- **AVAILABLE DATA**:

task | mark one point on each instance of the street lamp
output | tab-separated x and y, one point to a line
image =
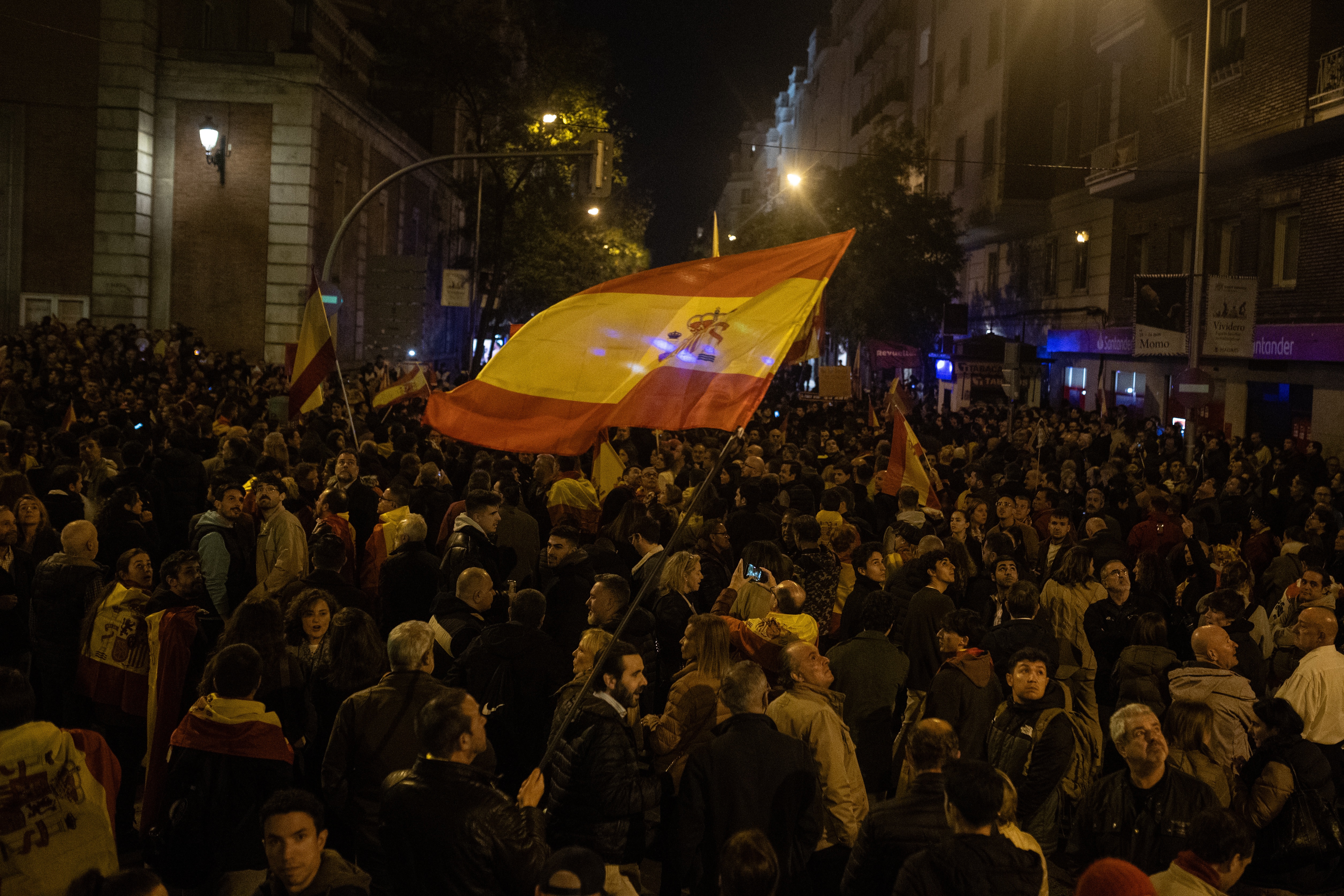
217	150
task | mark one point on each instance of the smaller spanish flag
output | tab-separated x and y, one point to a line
411	386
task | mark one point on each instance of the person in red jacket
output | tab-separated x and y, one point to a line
1159	533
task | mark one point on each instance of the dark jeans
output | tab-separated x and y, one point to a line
826	868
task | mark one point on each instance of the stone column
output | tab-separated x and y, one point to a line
124	185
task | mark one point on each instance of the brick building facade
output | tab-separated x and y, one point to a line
109	209
1068	135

- **TASK TO CARRY OUT**: Rewrite all the records with every "mark" changed to "place" and nothing else altered. Leave the pictures out.

- **ANSWER TO THIS EXERCISE**:
task | place one point on each instance of the street lamp
output | tab-separated x and y, one point to a line
image =
217	150
task | place one point on each instance of the smaller spanish flag
output | tab-separated x and y, one point to a line
411	386
task | place one point on each instance of the person in red jacket
output | tab-separated x and y, one point to a line
1159	533
task | place one point on each instance of the dark jeans
output | tab-separated x and y, one point to a line
826	868
task | place one point on each instance of the stone column
output | tab-separated x and y, one point to a line
124	185
task | place one point on each instance of the brick building facade
output | tab-separated x and y, one point to a line
109	209
1068	135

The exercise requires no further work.